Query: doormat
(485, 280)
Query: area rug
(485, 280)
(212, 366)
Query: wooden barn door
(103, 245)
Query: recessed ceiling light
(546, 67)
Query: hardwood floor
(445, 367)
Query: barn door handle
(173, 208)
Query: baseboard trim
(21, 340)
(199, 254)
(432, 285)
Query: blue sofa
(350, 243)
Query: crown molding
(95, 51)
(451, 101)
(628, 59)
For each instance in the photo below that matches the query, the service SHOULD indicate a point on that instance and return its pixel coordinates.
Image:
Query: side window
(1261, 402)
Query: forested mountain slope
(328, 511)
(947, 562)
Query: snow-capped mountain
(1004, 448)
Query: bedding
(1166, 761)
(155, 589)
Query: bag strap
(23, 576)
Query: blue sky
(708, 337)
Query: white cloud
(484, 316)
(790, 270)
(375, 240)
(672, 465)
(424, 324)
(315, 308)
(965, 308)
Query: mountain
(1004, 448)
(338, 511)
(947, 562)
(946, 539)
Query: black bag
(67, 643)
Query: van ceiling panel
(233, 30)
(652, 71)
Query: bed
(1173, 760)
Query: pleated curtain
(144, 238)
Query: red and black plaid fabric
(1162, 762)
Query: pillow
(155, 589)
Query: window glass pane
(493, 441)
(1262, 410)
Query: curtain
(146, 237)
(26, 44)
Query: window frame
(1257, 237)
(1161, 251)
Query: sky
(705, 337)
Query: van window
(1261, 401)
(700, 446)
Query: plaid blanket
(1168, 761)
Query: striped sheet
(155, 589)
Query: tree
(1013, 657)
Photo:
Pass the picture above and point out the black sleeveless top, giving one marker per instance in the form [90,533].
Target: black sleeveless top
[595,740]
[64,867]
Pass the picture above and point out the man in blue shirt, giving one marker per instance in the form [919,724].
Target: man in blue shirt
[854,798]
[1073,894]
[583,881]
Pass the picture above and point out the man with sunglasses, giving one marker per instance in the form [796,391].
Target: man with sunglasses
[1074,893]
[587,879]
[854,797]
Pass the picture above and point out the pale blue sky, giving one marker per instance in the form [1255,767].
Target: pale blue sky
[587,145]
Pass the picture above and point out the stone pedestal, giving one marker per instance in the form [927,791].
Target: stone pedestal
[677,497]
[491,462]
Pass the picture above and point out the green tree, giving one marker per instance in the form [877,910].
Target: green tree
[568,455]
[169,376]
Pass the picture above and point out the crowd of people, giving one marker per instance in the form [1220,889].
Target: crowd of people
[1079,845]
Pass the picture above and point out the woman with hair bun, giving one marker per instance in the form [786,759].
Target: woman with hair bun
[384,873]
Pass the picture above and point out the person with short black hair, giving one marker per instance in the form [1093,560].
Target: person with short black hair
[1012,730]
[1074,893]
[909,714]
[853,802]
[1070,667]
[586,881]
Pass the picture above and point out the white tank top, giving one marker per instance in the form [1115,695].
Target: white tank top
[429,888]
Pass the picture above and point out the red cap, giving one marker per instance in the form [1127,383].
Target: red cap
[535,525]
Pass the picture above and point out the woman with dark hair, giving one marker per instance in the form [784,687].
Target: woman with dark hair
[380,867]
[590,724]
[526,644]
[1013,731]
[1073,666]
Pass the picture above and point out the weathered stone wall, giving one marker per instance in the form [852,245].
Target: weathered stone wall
******
◆ EXERCISE GOAL: Retype the material above, line by line, exactly.

◆ SOLUTION:
Query: doormat
(485, 280)
Query: area rug
(485, 280)
(212, 366)
Query: wooden barn door
(103, 245)
Query: recessed ceiling light
(546, 67)
Query: hardwood floor
(445, 367)
Query: barn door handle
(173, 208)
Query: baseboard trim
(21, 340)
(199, 254)
(432, 285)
Query: blue sofa
(350, 243)
Query: crown molding
(95, 51)
(451, 101)
(628, 59)
For each instance in the photo below that matches the query, the service SHOULD indicate a point on that instance and return its pixel coordinates.
Image:
Query: side window
(1261, 402)
Query: forested mountain slope
(328, 511)
(947, 562)
Query: snow-capped mountain
(1004, 448)
Query: bedding
(1166, 761)
(155, 589)
Query: bag strap
(23, 576)
Query: blue sky
(708, 337)
Query: white cloud
(484, 316)
(790, 270)
(375, 240)
(672, 465)
(424, 324)
(315, 308)
(965, 308)
Query: mountain
(1004, 448)
(338, 511)
(947, 562)
(946, 539)
Query: black bag
(67, 643)
Query: van ceiling panel
(233, 30)
(652, 71)
Query: bed
(1173, 760)
Query: pleated curtain
(144, 238)
Query: red and black plaid fabric
(1162, 762)
Query: pillow
(155, 589)
Query: window glass pane
(493, 441)
(1262, 410)
Query: curtain
(146, 237)
(26, 44)
Query: window frame
(1257, 237)
(1161, 251)
Query: sky
(705, 337)
Query: van window
(1261, 401)
(700, 446)
Query: plaid blanket
(1168, 761)
Query: striped sheet
(155, 589)
Query: tree
(1013, 657)
Photo:
Pass the picture above and point out the black sleeveless top, giving one marker per instance in the form [90,533].
Target: black sleeveless top
[595,740]
[64,867]
Pass the picture above and point out the man in blue shirt, giving one marker per instance in the form [919,724].
Target: man in blue shirt
[854,798]
[1073,894]
[583,881]
Pass the picture above and point out the man with sunglasses, giving one marker per instance in the form [796,391].
Target: man with sunglasses
[1074,893]
[587,879]
[854,797]
Pass the picture above and point out the pale blue sky, giving one marker per instance in the form [1255,767].
Target: pale blue sky
[587,145]
Pass the picture above and point out the stone pedestal, giving one marker per instance in the form [927,791].
Target: stone pedestal
[677,497]
[491,462]
Pass the picture above and point out the green tree, giving one marker per instance in the form [877,910].
Target: green tree
[568,455]
[169,376]
Pass the picture above and point out the crowd of people, giving one marker per instance in the form [1220,889].
Target: crowd of people
[1079,845]
Pass the picture above and point out the woman with hair bun, giving one marker per instance in the form [786,759].
Target: woman with hair bun
[384,873]
Pass the picture above and point out the person with short black hair, giving one marker per instance in the form [1093,560].
Target: person with short black hair
[1012,730]
[1074,893]
[909,714]
[853,802]
[1070,667]
[586,881]
Pass the picture above and point out the white tank top, giving one marker per instance in the form [1115,695].
Target: white tank top
[429,888]
Pass the picture above and point out the red cap, giving one marker per instance in the form [1127,383].
Target: red cap
[535,525]
Pass the picture above and point out the woman with dark hair, giving one marker per instance in the form [784,687].
Target: woman with dark hair
[380,867]
[590,724]
[526,644]
[1013,731]
[1073,666]
Pass the picture above and point out the weathered stone wall, giving one marker per instance in the form [852,245].
Target: weathered stone wall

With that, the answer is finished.